Thursday, October 1, 2015

31 Days of Book Detectives ~ Day 1: Introduction

31 Days of Book Detectives ~ Introduction @ Mt. Hope Chronicles

[It’s October, which means you’ll be seeing 31 Days of ________ series popping up all over the blog world. I’ve never attempted a 31 Days series in all my 8 1/2 years of blogging, so this is a new experience for me. Let’s see if I have the perseverance…]

Several years ago, I was introduced to the idea of a parent-child literary analysis book club by the inspiring book Deconstructing Penguins: Parents, Kids, and the Bond of Reading. After my first read-through, I was itching to begin my own book club, but I felt deeply my lack of experience with literary analysis. Sure, I could try to reproduce the fascinating discussions laid out in Deconstructing Penguins, with the specific books recommended by the authors, but I simply didn’t possess the confidence.

Some time later (a little over four years ago, to be exact), I had the opportunity to sit through a practicum using the Teaching the Classics DVDs and Syllabus. A fire was lit. I finally had universal literary analysis tools that could be used to discuss any piece of literature, from simple picture books to Hamlet.

Armed with these new tools from Teaching the Classics and the “book as mystery” concept from Deconstructing Penguins, my sister and I launched our very own Book Detectives parent-child book club with 12 kids (ages 5-10) and 10 parents. [You can read about our first meeting here.]

We all learned together by trusting the process and discussing books with each other. We started with picture books and then began to throw a few simple chapter books in the mix. I’ve shared some of our discussions here on the blog. [Scroll down to read the early discussions.]

Since then, I’ve led various Book Detectives groups, with various kids at various ages in various quantities, and they have all been a blast! I’ve discovered that picture books are magic, an accessible portal into the world of literary analysis for any age. I have been astounded at what I’ve learned from a focused look at simple books such as Brave Irene or The Real Thief, even if I had read them numerous times before.

I’ve found other helpful resources for literary discussion, as well. We’ve used the “ANI” chart from The Lost Tools of Writing to discuss whether a character should have performed an action in the book. [Example discussions here and here.] I’ve participated in a fascinating discussion of a picture book with other adults using the 5 Common Topics (also introduced in The Lost Tools of Writing or explained well in The Question by Leigh Bortins). The 5 Common Topics have become one of my favorite general discussion tools, whether for literature or life.
********
Reproduce the passage of the Book Detectives introduction above, starting at "Some time later" and ending at "books to Hamlet.".
********
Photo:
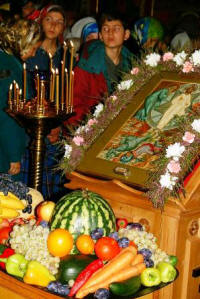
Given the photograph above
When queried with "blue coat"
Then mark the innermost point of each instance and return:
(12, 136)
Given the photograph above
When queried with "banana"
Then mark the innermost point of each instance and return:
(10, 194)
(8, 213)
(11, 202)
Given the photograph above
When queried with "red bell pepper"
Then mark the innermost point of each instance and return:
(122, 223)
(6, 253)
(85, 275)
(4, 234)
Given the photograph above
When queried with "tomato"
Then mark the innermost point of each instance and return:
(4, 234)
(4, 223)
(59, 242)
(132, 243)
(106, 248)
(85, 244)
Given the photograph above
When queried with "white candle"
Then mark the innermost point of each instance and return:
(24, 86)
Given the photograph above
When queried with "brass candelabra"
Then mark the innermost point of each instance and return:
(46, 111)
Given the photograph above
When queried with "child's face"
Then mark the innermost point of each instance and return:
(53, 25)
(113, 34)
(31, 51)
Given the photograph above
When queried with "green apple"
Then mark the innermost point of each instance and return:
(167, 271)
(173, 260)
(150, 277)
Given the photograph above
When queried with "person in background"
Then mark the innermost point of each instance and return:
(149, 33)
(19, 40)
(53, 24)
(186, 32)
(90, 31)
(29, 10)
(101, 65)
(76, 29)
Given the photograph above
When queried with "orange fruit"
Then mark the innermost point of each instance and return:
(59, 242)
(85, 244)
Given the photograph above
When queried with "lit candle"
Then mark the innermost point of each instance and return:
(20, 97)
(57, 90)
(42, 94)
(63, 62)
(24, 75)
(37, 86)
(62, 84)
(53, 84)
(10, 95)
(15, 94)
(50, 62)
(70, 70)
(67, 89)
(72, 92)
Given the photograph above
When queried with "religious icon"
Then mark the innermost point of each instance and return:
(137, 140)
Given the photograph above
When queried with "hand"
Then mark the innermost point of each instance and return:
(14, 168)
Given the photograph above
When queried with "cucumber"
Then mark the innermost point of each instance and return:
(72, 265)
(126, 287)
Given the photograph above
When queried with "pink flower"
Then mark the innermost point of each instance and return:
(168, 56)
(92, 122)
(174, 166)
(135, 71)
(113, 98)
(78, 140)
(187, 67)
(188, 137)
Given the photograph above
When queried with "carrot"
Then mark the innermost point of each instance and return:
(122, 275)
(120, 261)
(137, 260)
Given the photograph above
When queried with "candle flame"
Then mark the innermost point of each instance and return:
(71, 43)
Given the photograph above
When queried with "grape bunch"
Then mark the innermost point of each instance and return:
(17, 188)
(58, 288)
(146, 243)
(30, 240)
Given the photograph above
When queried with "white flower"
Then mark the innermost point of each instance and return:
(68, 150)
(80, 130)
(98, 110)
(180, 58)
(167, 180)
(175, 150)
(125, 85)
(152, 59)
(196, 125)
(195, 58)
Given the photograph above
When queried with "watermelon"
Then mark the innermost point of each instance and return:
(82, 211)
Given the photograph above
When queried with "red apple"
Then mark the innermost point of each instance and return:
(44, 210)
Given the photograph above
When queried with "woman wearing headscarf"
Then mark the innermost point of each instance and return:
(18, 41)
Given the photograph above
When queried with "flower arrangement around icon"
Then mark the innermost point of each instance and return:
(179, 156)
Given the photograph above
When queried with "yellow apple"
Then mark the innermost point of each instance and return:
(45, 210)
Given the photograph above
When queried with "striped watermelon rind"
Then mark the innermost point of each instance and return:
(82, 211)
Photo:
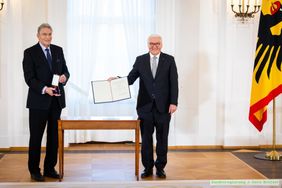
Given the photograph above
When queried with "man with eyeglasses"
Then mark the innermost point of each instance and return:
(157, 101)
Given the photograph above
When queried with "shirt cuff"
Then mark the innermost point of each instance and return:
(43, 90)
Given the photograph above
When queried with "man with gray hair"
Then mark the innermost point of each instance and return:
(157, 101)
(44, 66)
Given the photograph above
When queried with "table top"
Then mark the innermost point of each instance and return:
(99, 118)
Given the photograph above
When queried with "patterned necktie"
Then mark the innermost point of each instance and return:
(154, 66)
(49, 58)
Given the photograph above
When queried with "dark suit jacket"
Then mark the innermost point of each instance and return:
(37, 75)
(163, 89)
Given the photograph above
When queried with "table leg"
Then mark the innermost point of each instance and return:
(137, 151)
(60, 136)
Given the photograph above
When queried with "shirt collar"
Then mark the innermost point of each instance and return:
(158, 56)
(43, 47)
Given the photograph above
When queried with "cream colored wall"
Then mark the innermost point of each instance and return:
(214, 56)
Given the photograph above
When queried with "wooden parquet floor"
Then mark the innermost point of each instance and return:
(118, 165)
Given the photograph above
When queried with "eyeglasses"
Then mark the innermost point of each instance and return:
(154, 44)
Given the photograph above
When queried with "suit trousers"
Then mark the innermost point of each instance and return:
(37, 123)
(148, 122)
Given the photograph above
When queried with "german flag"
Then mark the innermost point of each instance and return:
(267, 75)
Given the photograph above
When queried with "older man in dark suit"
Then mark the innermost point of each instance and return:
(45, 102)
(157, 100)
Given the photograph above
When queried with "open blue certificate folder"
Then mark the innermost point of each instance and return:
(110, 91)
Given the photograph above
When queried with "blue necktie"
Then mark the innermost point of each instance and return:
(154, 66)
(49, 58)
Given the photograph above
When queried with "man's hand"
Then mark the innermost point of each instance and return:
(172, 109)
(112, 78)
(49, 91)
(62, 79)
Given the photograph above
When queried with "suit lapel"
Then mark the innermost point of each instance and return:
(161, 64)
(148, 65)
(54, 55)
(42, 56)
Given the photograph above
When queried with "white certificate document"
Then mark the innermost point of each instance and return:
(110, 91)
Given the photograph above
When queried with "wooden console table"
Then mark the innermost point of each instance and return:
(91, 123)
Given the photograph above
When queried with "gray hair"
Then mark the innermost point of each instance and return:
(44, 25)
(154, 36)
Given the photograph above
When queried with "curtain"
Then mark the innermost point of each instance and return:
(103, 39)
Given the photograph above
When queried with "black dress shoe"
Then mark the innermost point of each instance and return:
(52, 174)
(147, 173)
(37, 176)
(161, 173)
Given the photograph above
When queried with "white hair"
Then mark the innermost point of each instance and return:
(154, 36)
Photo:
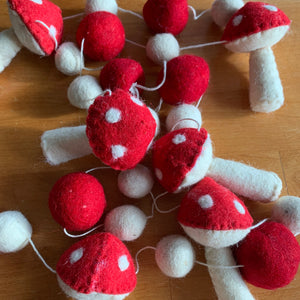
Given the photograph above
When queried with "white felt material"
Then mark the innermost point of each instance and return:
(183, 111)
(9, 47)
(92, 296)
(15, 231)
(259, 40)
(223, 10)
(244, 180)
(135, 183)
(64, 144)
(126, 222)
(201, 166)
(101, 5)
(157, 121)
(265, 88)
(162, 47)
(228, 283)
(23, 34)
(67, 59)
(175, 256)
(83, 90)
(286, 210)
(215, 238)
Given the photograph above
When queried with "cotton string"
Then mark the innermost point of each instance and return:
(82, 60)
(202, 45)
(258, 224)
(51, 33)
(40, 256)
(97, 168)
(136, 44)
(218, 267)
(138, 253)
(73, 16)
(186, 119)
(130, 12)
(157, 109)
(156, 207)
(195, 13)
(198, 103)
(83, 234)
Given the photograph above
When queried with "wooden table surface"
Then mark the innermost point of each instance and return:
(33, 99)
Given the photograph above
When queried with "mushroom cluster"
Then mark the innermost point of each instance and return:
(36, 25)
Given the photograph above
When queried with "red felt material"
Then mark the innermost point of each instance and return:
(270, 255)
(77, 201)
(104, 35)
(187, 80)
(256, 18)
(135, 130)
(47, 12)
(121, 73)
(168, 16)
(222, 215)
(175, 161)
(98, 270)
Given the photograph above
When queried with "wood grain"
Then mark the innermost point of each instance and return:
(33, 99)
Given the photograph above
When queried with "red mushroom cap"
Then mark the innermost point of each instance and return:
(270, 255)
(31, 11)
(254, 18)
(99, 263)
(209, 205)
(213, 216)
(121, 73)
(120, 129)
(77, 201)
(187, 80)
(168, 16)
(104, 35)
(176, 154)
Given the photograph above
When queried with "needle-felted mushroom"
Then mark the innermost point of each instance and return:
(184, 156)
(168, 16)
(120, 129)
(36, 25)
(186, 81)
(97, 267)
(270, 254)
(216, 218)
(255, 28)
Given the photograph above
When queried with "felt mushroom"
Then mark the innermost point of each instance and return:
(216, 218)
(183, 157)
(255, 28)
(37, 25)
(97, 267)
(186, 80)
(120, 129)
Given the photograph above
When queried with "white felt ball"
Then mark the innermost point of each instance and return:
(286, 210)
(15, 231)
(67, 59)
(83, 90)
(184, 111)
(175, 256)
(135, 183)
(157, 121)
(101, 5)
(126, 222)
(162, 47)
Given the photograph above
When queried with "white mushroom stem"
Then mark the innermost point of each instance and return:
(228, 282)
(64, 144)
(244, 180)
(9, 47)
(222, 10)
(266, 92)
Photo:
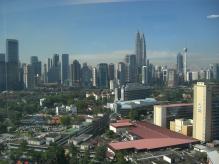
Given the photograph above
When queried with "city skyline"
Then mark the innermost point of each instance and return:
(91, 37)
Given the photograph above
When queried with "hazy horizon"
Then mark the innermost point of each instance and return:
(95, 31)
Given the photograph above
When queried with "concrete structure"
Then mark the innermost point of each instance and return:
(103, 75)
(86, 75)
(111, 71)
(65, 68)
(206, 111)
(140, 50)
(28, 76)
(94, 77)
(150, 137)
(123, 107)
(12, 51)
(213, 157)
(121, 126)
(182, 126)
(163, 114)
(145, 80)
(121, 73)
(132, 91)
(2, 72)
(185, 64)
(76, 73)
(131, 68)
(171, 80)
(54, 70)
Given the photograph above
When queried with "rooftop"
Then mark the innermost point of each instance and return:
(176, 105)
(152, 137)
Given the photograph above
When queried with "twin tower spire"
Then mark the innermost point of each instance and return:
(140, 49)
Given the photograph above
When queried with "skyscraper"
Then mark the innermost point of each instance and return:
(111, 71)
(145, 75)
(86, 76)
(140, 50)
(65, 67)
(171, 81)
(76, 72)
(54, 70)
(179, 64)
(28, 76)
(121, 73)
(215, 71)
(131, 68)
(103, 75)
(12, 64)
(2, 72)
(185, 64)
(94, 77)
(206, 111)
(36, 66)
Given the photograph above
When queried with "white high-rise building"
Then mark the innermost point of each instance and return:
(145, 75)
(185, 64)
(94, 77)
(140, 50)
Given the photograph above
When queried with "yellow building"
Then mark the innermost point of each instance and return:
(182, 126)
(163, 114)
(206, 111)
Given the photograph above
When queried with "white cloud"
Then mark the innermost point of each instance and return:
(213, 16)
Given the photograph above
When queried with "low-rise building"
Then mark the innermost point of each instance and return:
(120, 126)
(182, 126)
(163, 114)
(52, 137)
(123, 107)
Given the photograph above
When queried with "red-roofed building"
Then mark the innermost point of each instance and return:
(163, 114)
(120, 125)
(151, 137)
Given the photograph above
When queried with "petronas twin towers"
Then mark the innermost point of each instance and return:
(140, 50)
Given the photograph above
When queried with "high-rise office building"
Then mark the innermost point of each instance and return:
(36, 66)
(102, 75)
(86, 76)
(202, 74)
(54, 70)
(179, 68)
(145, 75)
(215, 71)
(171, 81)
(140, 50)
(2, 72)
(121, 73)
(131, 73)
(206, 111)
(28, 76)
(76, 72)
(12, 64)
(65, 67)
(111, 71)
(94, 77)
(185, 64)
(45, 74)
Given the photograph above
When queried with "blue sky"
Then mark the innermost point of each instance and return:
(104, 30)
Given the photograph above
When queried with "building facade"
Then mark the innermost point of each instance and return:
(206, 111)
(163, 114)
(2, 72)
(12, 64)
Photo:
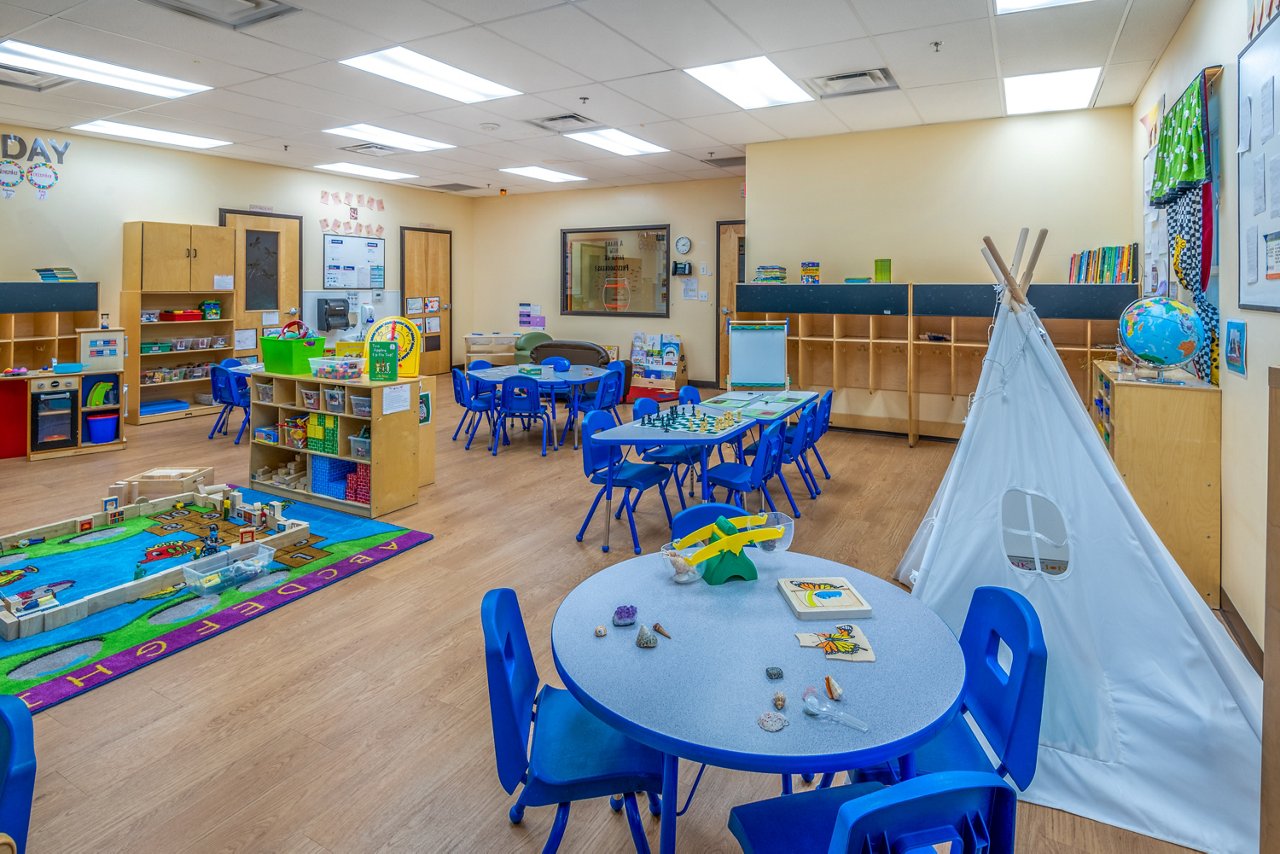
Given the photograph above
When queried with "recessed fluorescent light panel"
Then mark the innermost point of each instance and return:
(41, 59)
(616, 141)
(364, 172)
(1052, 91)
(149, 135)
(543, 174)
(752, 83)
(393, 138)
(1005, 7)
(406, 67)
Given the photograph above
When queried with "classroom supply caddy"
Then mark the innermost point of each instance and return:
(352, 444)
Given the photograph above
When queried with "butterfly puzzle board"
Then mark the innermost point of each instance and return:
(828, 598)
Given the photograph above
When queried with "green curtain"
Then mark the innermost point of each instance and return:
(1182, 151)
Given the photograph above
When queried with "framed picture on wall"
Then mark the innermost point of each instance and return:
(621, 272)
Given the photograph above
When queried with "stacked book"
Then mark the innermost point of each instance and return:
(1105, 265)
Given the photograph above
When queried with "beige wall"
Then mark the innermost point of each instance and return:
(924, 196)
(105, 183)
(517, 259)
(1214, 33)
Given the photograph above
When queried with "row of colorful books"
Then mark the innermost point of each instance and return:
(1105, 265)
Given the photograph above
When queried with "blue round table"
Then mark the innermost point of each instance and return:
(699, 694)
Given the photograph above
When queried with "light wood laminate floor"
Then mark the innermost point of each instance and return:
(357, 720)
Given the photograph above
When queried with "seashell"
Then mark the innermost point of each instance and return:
********
• [Correct response]:
Some time later (a little over four years ago, to be exact), I had the opportunity to sit through a practicum using the Teaching the Classics DVDs and Syllabus. A fire was lit. I finally had universal literary analysis tools that could be used to discuss any piece of literature, from simple picture books to Hamlet.